Consigne a
Résumez en deux phrases l'extrait à lire.

------ Extrait à lire ------

Babron a écrit : « Un traité du 11 mars 1777, fixa à 12 000 francs
son traitement annuel qui fut porté à 50 000 francs par un autre traité du
29 mai 1779 ». La somme de 12 000 livres est conforme aux
premières tractations mais les assertions de La Houlière viennent donc en
contradiction du texte de Babron et sont confirmées par au moins cinq courriers
de de Sartines. Selon ces derniers qui ne concernent que les 4 derniers
versements, Wilkinson a bien obtenu une somme forfaitaire de 120 000 livres
qui lui fut créditée en cinq versements de 24 000 livres chacun et dont le
dernier est annoncé le 10 avril 1779 (soit quelques jours seulement avant la
date du second traité évoqué par Babron) dans un courrier à M. de Lavillehélio,
commissaire de la marine à Nantes. Il convient de préciser que les deux
derniers de ces courriers spécifient sans laisser le moindre doute à ce sujet
que le montant global est bien de 120 000 livres. Ces éléments remettent
donc complètement en cause cette somme annuelle de 12 000 livres et le
contenu de ces deux traités mentionnés, repris ensuite par plusieurs auteurs
que l'on retrouve généralement sur les études relatives à la création d'Indret.
N'oublions pas que Wilkinson quitta Indret en 1780, soit 3 ans seulement après
son arrivée et que l'intégralité de la somme lui était déjà versée en avril
1779.
Vue en 1840
En juin 1776, La Houlière
rédige un mémoire accompagné d'un supplément qu'il adresse au comte de St
Germain où il vante les techniques anglaises de coulée. « La fonte, au
lieu d'être coulée en France en sortant du haut-fourneau, ainsi qu'on le
pratiquoit en Angleterre il y a vingt ans, est remise une seconde fois en
fusion dans des fourneaux à air et réverbère où recuite et plus épurée, elle se
condense plus et acquiert beaucoup plus de cohérence et de résistance ; ce qui
fait que ces canons supportent l'effet de la poudre sans crever et évitent à
ceux qui les servent les accidents malheureux trop ordinaires aux nôtres. Tous
les marins sont convaincus que ceux des fonderies d'Angleterre sont infiniment
supérieurs, ce qui n'est dû qu'à sa seconde fusion ». Il défend
ensuite avec pugnacité les fourneaux à réverbère employés outre-Manche car, dit-
il : « Les fourneaux de réverbère dont on a fait usage pour fondre les
canons servent aussi journellement en Angleterre à refondre tous les vieux fers
coulés, canons, boulets, bombes, marteaux défectueux, tuyaux, plaques, marmites
cassées ; tout y est remis à neuf et cette expérience peut être d'une grande
épargne et d'une grande utilité pour le service de l'artillerie de terre ».

------ Données extraites ------

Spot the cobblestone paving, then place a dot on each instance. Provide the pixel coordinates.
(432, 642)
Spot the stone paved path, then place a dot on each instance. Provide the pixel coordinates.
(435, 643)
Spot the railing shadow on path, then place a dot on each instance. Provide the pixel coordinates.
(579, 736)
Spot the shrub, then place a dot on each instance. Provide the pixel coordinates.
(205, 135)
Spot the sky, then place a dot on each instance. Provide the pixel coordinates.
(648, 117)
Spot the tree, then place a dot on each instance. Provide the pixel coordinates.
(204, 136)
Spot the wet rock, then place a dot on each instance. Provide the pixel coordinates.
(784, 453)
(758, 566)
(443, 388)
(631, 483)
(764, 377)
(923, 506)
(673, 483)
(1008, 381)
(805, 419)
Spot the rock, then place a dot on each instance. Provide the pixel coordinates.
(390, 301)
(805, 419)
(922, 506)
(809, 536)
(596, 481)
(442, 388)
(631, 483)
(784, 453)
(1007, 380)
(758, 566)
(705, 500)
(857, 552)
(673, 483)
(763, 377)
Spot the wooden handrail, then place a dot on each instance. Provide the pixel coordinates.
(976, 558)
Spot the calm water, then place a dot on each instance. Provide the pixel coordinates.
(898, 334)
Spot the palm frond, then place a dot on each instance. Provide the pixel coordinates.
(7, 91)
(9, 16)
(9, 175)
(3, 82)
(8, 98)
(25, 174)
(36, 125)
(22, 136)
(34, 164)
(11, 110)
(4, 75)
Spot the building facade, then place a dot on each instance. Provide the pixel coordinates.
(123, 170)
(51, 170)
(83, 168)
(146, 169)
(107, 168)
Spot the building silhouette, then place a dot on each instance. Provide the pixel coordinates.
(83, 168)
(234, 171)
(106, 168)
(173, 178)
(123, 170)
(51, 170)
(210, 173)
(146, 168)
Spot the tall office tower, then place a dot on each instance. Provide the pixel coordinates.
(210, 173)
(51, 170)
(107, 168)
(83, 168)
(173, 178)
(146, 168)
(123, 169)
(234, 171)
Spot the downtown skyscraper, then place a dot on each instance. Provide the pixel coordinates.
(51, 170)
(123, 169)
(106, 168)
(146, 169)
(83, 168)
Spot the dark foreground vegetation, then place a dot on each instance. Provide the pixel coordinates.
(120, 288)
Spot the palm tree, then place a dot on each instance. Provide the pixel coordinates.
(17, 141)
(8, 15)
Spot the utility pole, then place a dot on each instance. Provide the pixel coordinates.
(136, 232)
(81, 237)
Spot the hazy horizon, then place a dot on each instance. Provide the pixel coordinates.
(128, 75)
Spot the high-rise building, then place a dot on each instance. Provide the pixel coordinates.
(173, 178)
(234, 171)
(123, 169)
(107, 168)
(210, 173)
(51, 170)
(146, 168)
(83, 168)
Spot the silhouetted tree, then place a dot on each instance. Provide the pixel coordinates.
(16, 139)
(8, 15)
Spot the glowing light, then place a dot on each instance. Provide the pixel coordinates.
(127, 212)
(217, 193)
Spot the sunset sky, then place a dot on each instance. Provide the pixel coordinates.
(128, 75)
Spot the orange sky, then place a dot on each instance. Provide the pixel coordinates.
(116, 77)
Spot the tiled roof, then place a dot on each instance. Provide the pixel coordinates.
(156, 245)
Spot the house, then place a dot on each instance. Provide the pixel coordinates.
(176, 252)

------
------ Données extraites ------

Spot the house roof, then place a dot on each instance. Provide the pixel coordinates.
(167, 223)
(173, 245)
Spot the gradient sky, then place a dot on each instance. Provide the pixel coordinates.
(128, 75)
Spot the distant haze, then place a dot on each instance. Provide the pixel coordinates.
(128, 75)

------

Consigne b
Comptez les lignes des enregistrements qui contiennent la chaîne « path », en tenant compte de la casse, et indiquez uniquement ce nombre.

Corrigé a
Plusieurs courriers de de Sartines établissent que Wilkinson a obtenu une somme forfaitaire de 120 000 livres, versée en cinq fois et entièrement réglée en avril 1779, ce qui remet en cause le traitement annuel de 12 000 francs avancé par Babron. En juin 1776, La Houlière adresse au comte de St Germain un mémoire vantant la seconde fusion de la fonte dans les fourneaux à réverbère anglais, qui rend les canons plus résistants et permet aussi de refondre les vieux fers.

Corrigé b
2